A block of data
-- START --

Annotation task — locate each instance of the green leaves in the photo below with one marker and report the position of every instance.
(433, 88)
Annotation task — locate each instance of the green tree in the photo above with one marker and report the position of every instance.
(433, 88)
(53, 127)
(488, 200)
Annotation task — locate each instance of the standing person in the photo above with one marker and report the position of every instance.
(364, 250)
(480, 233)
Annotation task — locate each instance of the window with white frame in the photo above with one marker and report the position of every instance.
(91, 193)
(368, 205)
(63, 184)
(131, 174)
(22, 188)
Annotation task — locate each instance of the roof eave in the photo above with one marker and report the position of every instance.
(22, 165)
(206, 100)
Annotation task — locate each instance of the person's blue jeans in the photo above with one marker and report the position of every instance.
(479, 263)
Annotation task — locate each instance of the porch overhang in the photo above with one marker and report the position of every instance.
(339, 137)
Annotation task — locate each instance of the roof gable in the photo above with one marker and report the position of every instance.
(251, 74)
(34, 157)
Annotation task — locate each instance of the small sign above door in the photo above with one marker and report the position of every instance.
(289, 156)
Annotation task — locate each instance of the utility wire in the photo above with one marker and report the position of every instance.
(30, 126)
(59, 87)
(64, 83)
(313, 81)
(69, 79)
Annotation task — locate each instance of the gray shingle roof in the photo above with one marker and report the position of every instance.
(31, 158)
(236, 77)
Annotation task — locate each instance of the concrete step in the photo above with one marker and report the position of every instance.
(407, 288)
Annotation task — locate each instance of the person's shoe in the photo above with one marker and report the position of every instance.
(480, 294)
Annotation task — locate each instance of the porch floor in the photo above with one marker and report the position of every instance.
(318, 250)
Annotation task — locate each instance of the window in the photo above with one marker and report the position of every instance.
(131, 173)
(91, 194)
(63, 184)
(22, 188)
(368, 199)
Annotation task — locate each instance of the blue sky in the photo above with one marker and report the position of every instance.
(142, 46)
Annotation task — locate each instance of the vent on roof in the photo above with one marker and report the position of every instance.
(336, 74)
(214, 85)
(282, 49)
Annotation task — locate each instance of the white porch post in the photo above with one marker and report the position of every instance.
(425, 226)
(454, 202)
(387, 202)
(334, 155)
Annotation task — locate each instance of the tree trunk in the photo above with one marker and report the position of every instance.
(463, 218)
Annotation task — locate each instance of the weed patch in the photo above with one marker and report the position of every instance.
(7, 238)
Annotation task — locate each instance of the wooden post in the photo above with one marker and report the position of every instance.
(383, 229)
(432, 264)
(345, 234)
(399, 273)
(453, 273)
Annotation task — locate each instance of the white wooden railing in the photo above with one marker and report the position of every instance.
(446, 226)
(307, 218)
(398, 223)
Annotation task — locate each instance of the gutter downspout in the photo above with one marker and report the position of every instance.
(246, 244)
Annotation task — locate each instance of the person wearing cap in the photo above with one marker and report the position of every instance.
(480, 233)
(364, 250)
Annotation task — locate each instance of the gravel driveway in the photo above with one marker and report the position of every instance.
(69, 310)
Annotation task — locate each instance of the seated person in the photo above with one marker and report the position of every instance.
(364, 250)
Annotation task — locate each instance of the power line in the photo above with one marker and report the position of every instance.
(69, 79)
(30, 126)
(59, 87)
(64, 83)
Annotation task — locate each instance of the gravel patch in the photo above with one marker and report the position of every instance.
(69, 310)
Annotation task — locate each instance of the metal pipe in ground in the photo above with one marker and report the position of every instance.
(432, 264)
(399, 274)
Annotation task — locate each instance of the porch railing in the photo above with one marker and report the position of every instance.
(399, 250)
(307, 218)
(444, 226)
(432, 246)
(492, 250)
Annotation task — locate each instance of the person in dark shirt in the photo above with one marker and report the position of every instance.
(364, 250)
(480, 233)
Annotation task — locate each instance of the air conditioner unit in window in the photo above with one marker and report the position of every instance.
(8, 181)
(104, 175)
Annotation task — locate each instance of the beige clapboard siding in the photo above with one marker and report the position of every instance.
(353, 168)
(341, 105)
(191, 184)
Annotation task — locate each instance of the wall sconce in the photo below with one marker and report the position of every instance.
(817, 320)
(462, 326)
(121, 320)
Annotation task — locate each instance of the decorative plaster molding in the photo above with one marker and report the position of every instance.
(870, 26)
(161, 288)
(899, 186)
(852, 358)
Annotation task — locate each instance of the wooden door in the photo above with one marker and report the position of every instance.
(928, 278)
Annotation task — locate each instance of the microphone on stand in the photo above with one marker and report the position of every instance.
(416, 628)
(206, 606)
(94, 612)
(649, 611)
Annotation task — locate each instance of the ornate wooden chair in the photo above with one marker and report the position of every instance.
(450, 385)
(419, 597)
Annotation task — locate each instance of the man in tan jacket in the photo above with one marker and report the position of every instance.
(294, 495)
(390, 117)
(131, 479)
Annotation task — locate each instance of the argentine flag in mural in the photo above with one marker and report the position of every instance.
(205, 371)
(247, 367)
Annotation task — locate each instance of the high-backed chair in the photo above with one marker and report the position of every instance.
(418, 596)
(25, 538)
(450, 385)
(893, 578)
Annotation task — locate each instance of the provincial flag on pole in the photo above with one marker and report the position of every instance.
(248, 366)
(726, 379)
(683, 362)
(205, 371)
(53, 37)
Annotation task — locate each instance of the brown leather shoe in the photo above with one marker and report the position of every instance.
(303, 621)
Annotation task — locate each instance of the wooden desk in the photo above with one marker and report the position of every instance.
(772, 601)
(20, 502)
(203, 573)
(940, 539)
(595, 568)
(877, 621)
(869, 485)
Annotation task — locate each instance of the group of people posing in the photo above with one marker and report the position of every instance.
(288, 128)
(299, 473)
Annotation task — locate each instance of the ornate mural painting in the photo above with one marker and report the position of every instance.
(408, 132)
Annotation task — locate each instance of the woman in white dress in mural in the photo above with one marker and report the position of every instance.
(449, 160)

-- END --

**What you should do**
Write an exact transcription of every entry above.

**Task output**
Annotation task — locate each instance of the green leaves in the photo below with one marker and report the position of every instance.
(433, 88)
Annotation task — locate each instance of the green tree in the photo above with one marker and report the position of every instance.
(433, 88)
(53, 127)
(488, 200)
Annotation task — locate each instance of the standing person in the photo above with one marker and report the position of every instance.
(364, 250)
(480, 233)
Annotation task — locate each instance of the window with white frame in the photo above with one marker and report the position of every instance.
(91, 193)
(368, 205)
(63, 184)
(131, 174)
(22, 188)
Annotation task — locate each instance of the roof eave in the photo above with one marker and report the position of every instance.
(22, 165)
(206, 100)
Annotation task — locate each instance of the person's blue jeans in the photo above with one marker and report the position of every instance.
(479, 263)
Annotation task — locate each instance of the porch overhang in the photo above with one marker and report the position of every instance.
(339, 137)
Annotation task — locate each instance of the roof gable in the photo above with one marker and report the position of every instance.
(251, 74)
(34, 157)
Annotation task — locate each instance of the small sign above door in the photo above with one marker and report the position of every instance.
(289, 156)
Annotation task — locate each instance of the utility wire in the photo above with one marker and report the position of every instance.
(30, 126)
(59, 87)
(64, 83)
(313, 81)
(69, 79)
Annotation task — locate each instance of the gray shingle roof in the photo above with one marker and report the position of every instance.
(31, 158)
(236, 77)
Annotation task — locate each instance of the concrete step in the photo above with one marker and report the position of every instance.
(407, 288)
Annotation task — locate each instance of the person's shoe in the photo above with one marker and report the position of every instance.
(480, 294)
Annotation task — locate each instance of the porch floor in the photo above with one marker and report the position of every instance.
(318, 250)
Annotation task — locate each instance of the window in the photo above with one marker and report the position of every instance.
(131, 173)
(91, 194)
(63, 184)
(22, 188)
(368, 199)
Annotation task — locate each instance of the blue sky in the photo above with one marker and report the position of every instance.
(142, 46)
Annotation task — locate each instance of the vent on roof in the photo above with one marker and report the position of every instance.
(336, 74)
(214, 85)
(282, 49)
Annotation task — locate each instance of the white porch post in the photo above with one marker and report the position of every instance.
(425, 226)
(454, 202)
(387, 202)
(334, 155)
Annotation task — locate each instance of the tree trunk in the photo above with one marker and report the position of every instance.
(463, 218)
Annotation task — locate each instance of the weed patch in the photo above with one marker and report the position of every instance.
(7, 238)
Annotation task — locate each instance of the wooden post in the photo above with one marker and report the position of every instance.
(383, 229)
(432, 264)
(345, 234)
(399, 273)
(453, 273)
Annotation task — locate each instance of the white wooden railing in the photo above with one marker and report the position of every instance.
(446, 226)
(307, 218)
(398, 223)
Annotation task — locate each instance of the gutter downspout in the photo above with one marker and report the position of every instance.
(246, 244)
Annotation task — locate each instance of the person wearing cap in the photo above with one marker and report the position of every instance.
(480, 233)
(364, 250)
Annotation task — locate each instance of the gravel driveway in the photo above with one marker and report the position of every instance.
(69, 310)
Annotation task — locate each instance of the seated person in the photo above with one marker and report the position of every instance.
(364, 250)
Annotation task — locate each instance of the power line in the photo above with one marker and report the position of every instance.
(69, 79)
(30, 126)
(59, 87)
(64, 83)
Annotation task — locate each instance of the gravel patch in the photo above with one marker and report the position of every instance.
(69, 310)
Annotation task — locate each instance of the metal pipe in ground in the photo above with one marker and report the position of every instance.
(432, 264)
(399, 274)
Annotation task — locate each instance of the porch railing in the photo above with one marker and report the position of every instance.
(399, 250)
(307, 218)
(444, 226)
(432, 246)
(492, 250)
Annotation task — locate each instance of the person in dark shirt in the photo above with one marker and report the position of every instance.
(364, 250)
(480, 233)
Annotation task — locate each instance of the air conditioner unit in window in the photo above with one marker and report the position of every instance.
(8, 181)
(104, 175)
Annotation task — locate each instance of the beige clapboard siding in the photo above with one marker and report the position of every instance.
(353, 168)
(341, 105)
(191, 184)
Annotation task — locate each instance of the wall sconce in the photo below with one marker and report the position of every instance.
(817, 320)
(462, 326)
(121, 320)
Annotation task — locate each instance of the decorative plaster molding in the photo above with one marker and report the position of every instance.
(870, 26)
(161, 288)
(899, 186)
(852, 358)
Annotation task — locate each instance of the wooden door in the photo above with one marker and report the position of every instance.
(928, 278)
Annotation task — locate each instance of the microphone on stand in the photo above with one marker and report the position of every instance.
(416, 628)
(206, 606)
(94, 612)
(649, 611)
Annotation task — locate each instance of the ornate wooden chair in the photo above with one marker and report the position of every instance.
(450, 385)
(419, 597)
Annotation task — locate each instance of the man in tan jacket in the photo above with one marker and report the position of every instance.
(294, 495)
(390, 117)
(131, 479)
Annotation task — locate each instance of the argentine flag in mural in the photo above with one marker and report the position of every instance.
(205, 371)
(247, 367)
Annotation task — locate each instance of the high-backed chair in the photo above with one marker and report the position of every instance.
(418, 596)
(25, 538)
(450, 385)
(893, 578)
Annotation task — locate each instance of the provincial flag on pole in the photo above with one marker and report the position of every instance.
(248, 366)
(726, 379)
(683, 362)
(205, 371)
(53, 37)
Annotation task — locate each instance of the brown leather shoe in the photo above with one marker and report the position of every instance.
(303, 621)
Annotation task — locate each instance of the wooden desk in the photo above with one marker and report the position of every instance.
(772, 601)
(20, 502)
(203, 573)
(940, 539)
(595, 568)
(877, 621)
(869, 485)
Annotation task — locate each instance of the group of people posing in the photo above with one marker and report the position of every instance.
(288, 128)
(299, 473)
Annotation task — locate each instance of the ornate mural painting in the photo above with one marker and report the position of every instance.
(408, 132)
Annotation task — locate each instance of the woman in white dress in mural in the photo above with one marker and report the position of every instance.
(449, 160)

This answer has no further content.